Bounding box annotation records

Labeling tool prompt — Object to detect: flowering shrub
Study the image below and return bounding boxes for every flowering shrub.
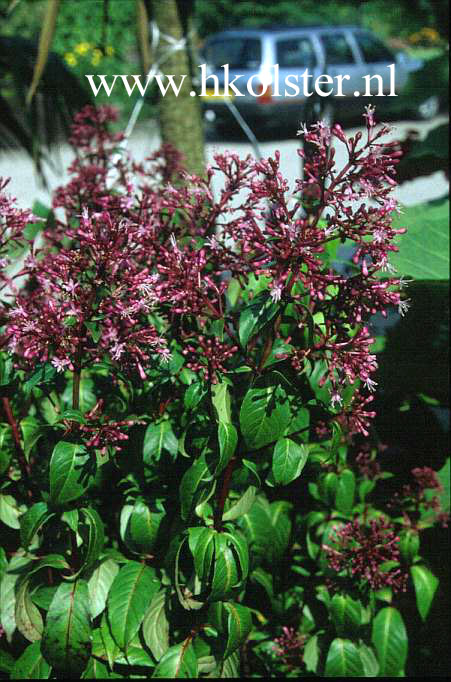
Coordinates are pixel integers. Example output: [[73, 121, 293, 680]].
[[0, 107, 445, 679]]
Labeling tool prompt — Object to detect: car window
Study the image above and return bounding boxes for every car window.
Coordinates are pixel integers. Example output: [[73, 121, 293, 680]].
[[321, 33, 355, 64], [276, 38, 316, 68], [355, 34, 393, 62], [205, 38, 262, 69]]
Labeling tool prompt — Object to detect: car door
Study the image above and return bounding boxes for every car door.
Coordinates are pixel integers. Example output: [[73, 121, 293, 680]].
[[275, 35, 318, 105], [319, 30, 365, 98], [353, 31, 407, 95]]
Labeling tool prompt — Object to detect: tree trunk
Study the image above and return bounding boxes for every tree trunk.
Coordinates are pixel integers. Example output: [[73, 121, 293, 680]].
[[151, 0, 204, 175]]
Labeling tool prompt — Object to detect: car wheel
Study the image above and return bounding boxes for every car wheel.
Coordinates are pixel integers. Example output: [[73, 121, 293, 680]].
[[415, 95, 440, 121], [308, 99, 335, 127]]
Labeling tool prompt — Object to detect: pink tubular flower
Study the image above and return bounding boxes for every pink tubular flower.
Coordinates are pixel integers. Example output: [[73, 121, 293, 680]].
[[323, 519, 407, 592], [0, 107, 407, 435]]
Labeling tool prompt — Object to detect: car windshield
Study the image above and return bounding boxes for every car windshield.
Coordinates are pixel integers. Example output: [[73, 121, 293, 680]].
[[205, 38, 262, 69]]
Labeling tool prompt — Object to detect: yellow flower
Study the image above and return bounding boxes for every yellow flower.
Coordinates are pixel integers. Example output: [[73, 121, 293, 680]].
[[91, 47, 103, 66], [75, 42, 91, 55], [64, 52, 77, 66]]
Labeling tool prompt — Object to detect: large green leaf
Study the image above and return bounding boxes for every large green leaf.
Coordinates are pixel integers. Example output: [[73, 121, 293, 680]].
[[11, 642, 51, 680], [272, 438, 308, 485], [143, 421, 178, 464], [0, 495, 25, 530], [79, 507, 105, 571], [88, 559, 119, 619], [240, 495, 291, 563], [335, 469, 355, 514], [208, 601, 252, 658], [410, 564, 439, 620], [142, 590, 169, 661], [222, 485, 257, 521], [20, 502, 54, 547], [437, 457, 451, 511], [371, 606, 407, 677], [215, 422, 238, 474], [41, 580, 91, 679], [20, 416, 45, 459], [107, 561, 160, 651], [0, 424, 14, 476], [240, 385, 291, 450], [239, 291, 278, 348], [50, 441, 89, 505], [390, 199, 449, 280], [180, 455, 213, 521], [324, 638, 363, 678], [15, 580, 44, 642], [0, 555, 29, 642], [211, 381, 232, 424], [121, 498, 165, 554], [152, 638, 198, 679], [330, 593, 362, 637]]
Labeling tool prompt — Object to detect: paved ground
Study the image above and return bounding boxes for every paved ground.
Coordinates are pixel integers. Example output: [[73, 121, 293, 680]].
[[0, 116, 448, 208]]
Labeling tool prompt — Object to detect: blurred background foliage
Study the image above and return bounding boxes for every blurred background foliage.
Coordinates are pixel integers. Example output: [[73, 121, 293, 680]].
[[0, 0, 449, 126]]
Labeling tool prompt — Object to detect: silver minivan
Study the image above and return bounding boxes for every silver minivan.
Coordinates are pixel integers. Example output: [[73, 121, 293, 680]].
[[202, 26, 426, 127]]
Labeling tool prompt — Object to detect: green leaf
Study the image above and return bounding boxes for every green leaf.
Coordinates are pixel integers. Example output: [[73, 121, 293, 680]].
[[15, 580, 44, 642], [78, 507, 105, 571], [437, 457, 451, 511], [88, 559, 119, 620], [272, 438, 308, 485], [371, 606, 407, 677], [303, 635, 319, 673], [0, 424, 14, 476], [390, 199, 449, 280], [222, 485, 257, 521], [0, 649, 16, 676], [20, 416, 45, 460], [11, 642, 52, 680], [142, 590, 169, 661], [50, 441, 90, 505], [143, 421, 178, 465], [121, 498, 165, 554], [240, 495, 291, 564], [239, 291, 279, 348], [240, 386, 291, 450], [180, 455, 213, 521], [211, 381, 232, 424], [218, 651, 240, 679], [324, 638, 363, 678], [330, 594, 362, 637], [107, 561, 159, 651], [207, 601, 252, 658], [335, 469, 355, 514], [410, 564, 439, 620], [61, 509, 80, 533], [19, 502, 54, 547], [22, 362, 56, 396], [359, 644, 379, 677], [0, 555, 29, 642], [41, 580, 91, 679], [152, 638, 198, 679], [0, 495, 24, 530], [183, 381, 206, 410], [215, 422, 238, 474], [92, 613, 120, 669]]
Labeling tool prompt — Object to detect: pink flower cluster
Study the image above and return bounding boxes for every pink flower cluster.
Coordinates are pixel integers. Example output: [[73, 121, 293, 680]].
[[323, 519, 407, 591], [2, 107, 405, 434], [0, 178, 35, 290]]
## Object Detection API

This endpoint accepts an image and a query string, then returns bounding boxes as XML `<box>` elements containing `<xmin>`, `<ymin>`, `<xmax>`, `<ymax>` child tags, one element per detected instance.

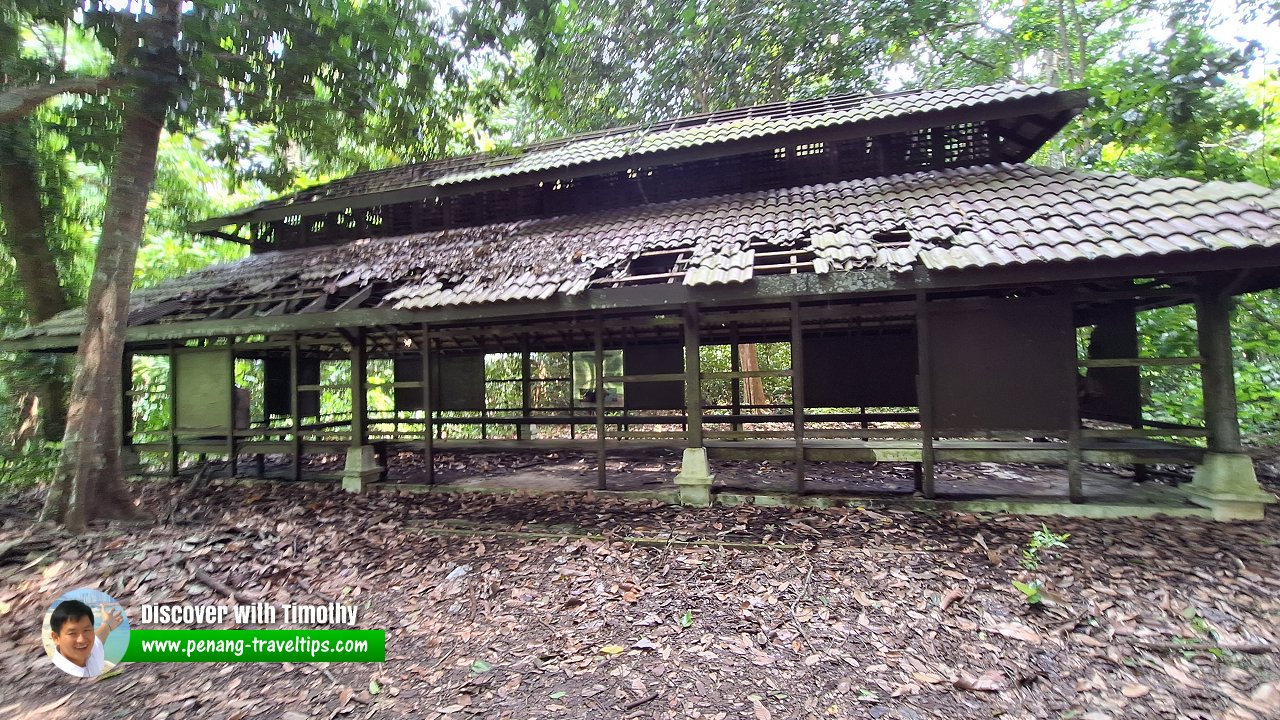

• Directions:
Copy every one of the records above word for word, leaving out the pictures.

• Written answer:
Labeling tool prompt — Object to detect: flowering shrub
Study the image below and return bounding boxes for every flowering shrub.
Coordinates are pixel integers. Example output: [[73, 121, 293, 680]].
[[0, 107, 445, 679]]
Labeling tool prompt — Object to detect: car window
Study the image above and return bounding boxes for every car window.
Coordinates are pixel integers. Example output: [[73, 121, 293, 680]].
[[321, 33, 355, 64], [276, 38, 316, 68], [355, 34, 393, 62], [205, 38, 262, 69]]
Labeling tool prompt — Object to detect: car door
Study the image above and return bounding boxes for every car door.
Coordinates are pixel integers. Example output: [[73, 121, 293, 680]].
[[275, 35, 318, 105], [319, 30, 365, 98], [353, 31, 407, 95]]
Labeling tool prompt — Object to detect: tree trunk
Study the image above and return bounding boxes for every tree trunk.
Coordinates are pixel integers. Example output: [[73, 121, 293, 680]].
[[151, 0, 204, 175]]
Labeling tool prompt — Object to detect: car wheel
Study the image above and return bounding boxes for every car wheel.
Coordinates are pixel integers. Example output: [[73, 121, 293, 680]].
[[415, 95, 440, 121], [308, 99, 335, 127]]
Labeling tool prompt — Object to detect: pink tubular flower
Study the image above and return bounding boxes for every pink tubular flower.
Coordinates are pixel integers. Example output: [[73, 121, 293, 680]].
[[323, 519, 407, 592], [0, 107, 407, 435]]
Labeling tool prompt — Object to detect: car windshield
Study the image above and return bounding boxes for every car windshield.
Coordinates are pixel integers. Example output: [[73, 121, 293, 680]].
[[205, 38, 262, 69]]
Labeling tool prompt — Object to detect: yellow flower
Study the image above and return bounding boxes for every yellow flower.
Coordinates are pixel integers. Example output: [[73, 121, 293, 680]].
[[91, 47, 103, 66], [75, 42, 91, 55], [64, 52, 77, 66]]
Labeling tool prompt — Object to detect: large green leaf
Study the image above and return bounding boxes for every large green leaf.
Coordinates are pixel integers. Example output: [[73, 121, 293, 680]].
[[11, 642, 51, 680], [272, 438, 308, 485], [143, 421, 178, 464], [0, 495, 25, 530], [79, 507, 105, 571], [88, 559, 119, 619], [240, 495, 291, 563], [335, 469, 355, 514], [208, 601, 252, 658], [410, 564, 439, 620], [142, 590, 169, 661], [222, 485, 257, 521], [20, 502, 54, 547], [437, 457, 451, 511], [371, 606, 407, 677], [215, 422, 238, 474], [41, 580, 91, 679], [20, 416, 45, 459], [107, 561, 160, 651], [0, 424, 14, 476], [240, 385, 291, 450], [239, 291, 278, 348], [50, 441, 89, 505], [390, 199, 449, 280], [180, 455, 213, 521], [324, 638, 363, 678], [15, 580, 44, 642], [0, 555, 29, 642], [211, 381, 232, 424], [121, 498, 165, 554], [152, 638, 198, 679], [330, 593, 362, 637]]
Labeling tool prompt — Object to detect: paved ground
Study the image above and return bounding boxes for every paved ground.
Coordinates are pixel integers. Example output: [[73, 121, 293, 680]].
[[0, 116, 448, 208]]
Labeling tool prompt — Object to detect: blurred background foliage
Study the image above and return bounding boxes for every blurred background foliage.
Coordinates are pixel integers. Example output: [[73, 121, 293, 680]].
[[0, 0, 449, 126]]
Labeling tool prompt — Object to detect: silver minivan
Study the image above and return bounding boxes for every silver minivan.
Coordinates are pixel integers. Example output: [[73, 121, 293, 680]].
[[202, 26, 426, 127]]
Labeling tool prompt — Object to detect: green leaf
Study the image above and return bounding boxes for every green leaf.
Coordinates are pixel integers. Example output: [[73, 121, 293, 680]].
[[15, 580, 44, 642], [78, 507, 105, 571], [437, 457, 451, 511], [88, 559, 119, 620], [272, 438, 308, 485], [371, 606, 407, 677], [303, 635, 319, 673], [0, 424, 14, 476], [390, 199, 449, 280], [222, 485, 257, 521], [0, 649, 16, 676], [20, 416, 45, 460], [11, 642, 52, 680], [142, 590, 169, 661], [50, 441, 90, 505], [143, 421, 178, 465], [121, 498, 165, 554], [240, 495, 291, 564], [239, 291, 279, 348], [240, 386, 291, 450], [180, 455, 213, 521], [211, 381, 232, 424], [218, 651, 240, 679], [324, 638, 363, 678], [330, 594, 362, 637], [107, 561, 159, 651], [207, 601, 252, 658], [335, 469, 355, 514], [410, 564, 439, 620], [61, 509, 80, 533], [19, 502, 54, 547], [22, 362, 56, 396], [359, 644, 379, 677], [0, 555, 29, 642], [41, 580, 91, 679], [152, 638, 198, 679], [0, 495, 24, 530], [183, 381, 206, 410], [215, 422, 238, 474], [92, 613, 120, 669]]
Labeling tool prompt — Object to detect: pink flower cluster
Study the image above and return bounding boxes for every pink flower cluster.
Coordinates are pixel integers. Example output: [[73, 121, 293, 680]].
[[323, 519, 407, 591], [2, 107, 405, 434], [0, 178, 35, 290]]
## Object Detection API

This endpoint accepts an image and a query string, then returns bounding boxes as XML `<box>` elements containing `<xmin>`, `<ymin>`, `<xmax>`, `<ymax>` child tags, one element per detected instance.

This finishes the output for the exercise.